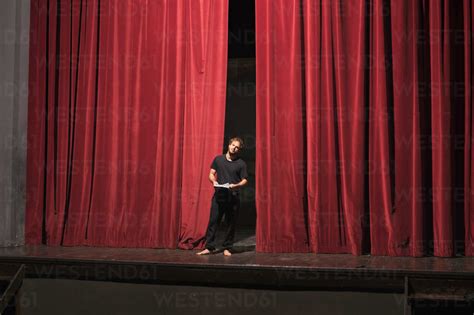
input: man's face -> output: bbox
[228,141,242,155]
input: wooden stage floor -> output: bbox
[0,230,473,306]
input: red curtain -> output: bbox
[256,0,474,256]
[255,0,309,252]
[26,0,228,248]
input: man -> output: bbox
[197,137,248,256]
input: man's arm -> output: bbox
[209,169,218,185]
[229,178,248,189]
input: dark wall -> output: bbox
[224,0,257,228]
[224,58,256,228]
[228,0,255,58]
[0,0,29,247]
[19,279,405,315]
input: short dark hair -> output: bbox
[228,137,244,149]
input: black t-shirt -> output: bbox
[210,154,248,185]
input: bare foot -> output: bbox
[223,249,232,256]
[196,249,211,255]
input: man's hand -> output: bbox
[229,179,248,190]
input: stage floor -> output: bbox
[0,231,474,292]
[1,230,474,305]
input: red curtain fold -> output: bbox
[428,0,454,257]
[256,0,474,256]
[303,0,367,255]
[26,0,228,248]
[255,0,309,252]
[179,0,229,249]
[369,0,425,256]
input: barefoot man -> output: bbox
[197,137,248,256]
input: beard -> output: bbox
[228,149,238,156]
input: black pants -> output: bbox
[204,188,240,250]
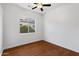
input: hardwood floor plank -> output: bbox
[2,40,79,56]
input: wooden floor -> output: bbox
[2,40,79,56]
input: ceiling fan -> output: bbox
[32,3,51,11]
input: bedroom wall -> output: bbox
[2,4,44,49]
[0,4,3,52]
[44,3,79,52]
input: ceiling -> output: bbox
[15,3,55,14]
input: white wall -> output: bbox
[0,4,3,52]
[44,3,79,52]
[2,4,44,49]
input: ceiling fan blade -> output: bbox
[40,8,43,11]
[32,6,37,9]
[34,3,38,4]
[43,4,51,6]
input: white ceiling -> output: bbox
[15,3,55,14]
[15,3,65,14]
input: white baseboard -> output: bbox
[44,40,79,53]
[3,39,43,50]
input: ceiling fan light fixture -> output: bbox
[32,3,51,11]
[37,3,43,8]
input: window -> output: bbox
[20,18,35,33]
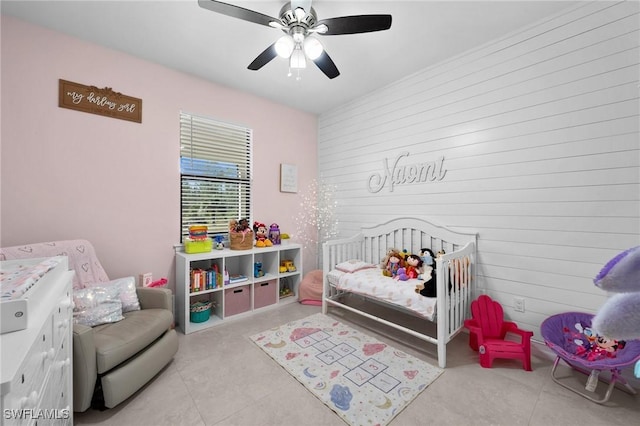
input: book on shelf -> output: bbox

= = = =

All entries must come back exactly as written, though without their pictures.

Answer section -
input: man's face -> output: bbox
[228,141,242,155]
input: wooden stage floor -> output: bbox
[0,230,473,306]
input: red curtain -> output: bbox
[256,0,474,256]
[255,0,309,252]
[26,0,228,248]
input: man -> output: bbox
[197,137,248,256]
input: man's arm -> output: bbox
[209,169,218,185]
[229,178,248,189]
input: dark wall -> output: bbox
[224,0,257,228]
[224,58,256,228]
[228,0,255,58]
[0,0,29,247]
[19,279,405,315]
input: short dark hair -> output: bbox
[228,137,244,149]
input: black t-shirt -> output: bbox
[210,154,248,185]
input: bare foot -> output: bbox
[223,249,232,256]
[196,249,211,255]
input: man's hand -> output: bbox
[229,179,248,190]
input: stage floor -> output: bbox
[0,231,474,292]
[1,230,474,305]
input: red curtain fold -> output: bbox
[428,0,454,257]
[256,0,474,256]
[303,0,367,255]
[26,0,228,248]
[255,0,309,252]
[179,0,229,249]
[369,0,425,256]
input: barefoot man -> output: bbox
[197,137,248,256]
input: beard -> output: bbox
[228,149,238,156]
input: black pants -> output: bbox
[204,188,240,250]
input: hardwood floor plank -> output: bbox
[2,40,79,56]
input: wooden floor -> output: bbox
[2,40,79,56]
input: ceiling fan -> output: bbox
[32,3,51,11]
input: bedroom wall -> output: bbox
[2,4,44,49]
[0,4,3,52]
[44,3,79,52]
input: ceiling -> output: bbox
[15,3,55,14]
input: white wall -> output: bbox
[0,4,3,52]
[44,3,79,52]
[2,4,44,49]
input: ceiling fan blade -> output: bbox
[40,8,43,11]
[32,6,37,9]
[34,3,38,4]
[43,4,51,6]
input: white ceiling -> output: bbox
[15,3,55,14]
[15,3,65,14]
input: white baseboard -> output: bbox
[44,40,79,53]
[3,39,43,50]
input: ceiling fan light fixture -> output: bbox
[32,3,51,11]
[37,3,43,8]
input: window -> output: bbox
[20,18,35,33]
input: book on shelf -> output: bbox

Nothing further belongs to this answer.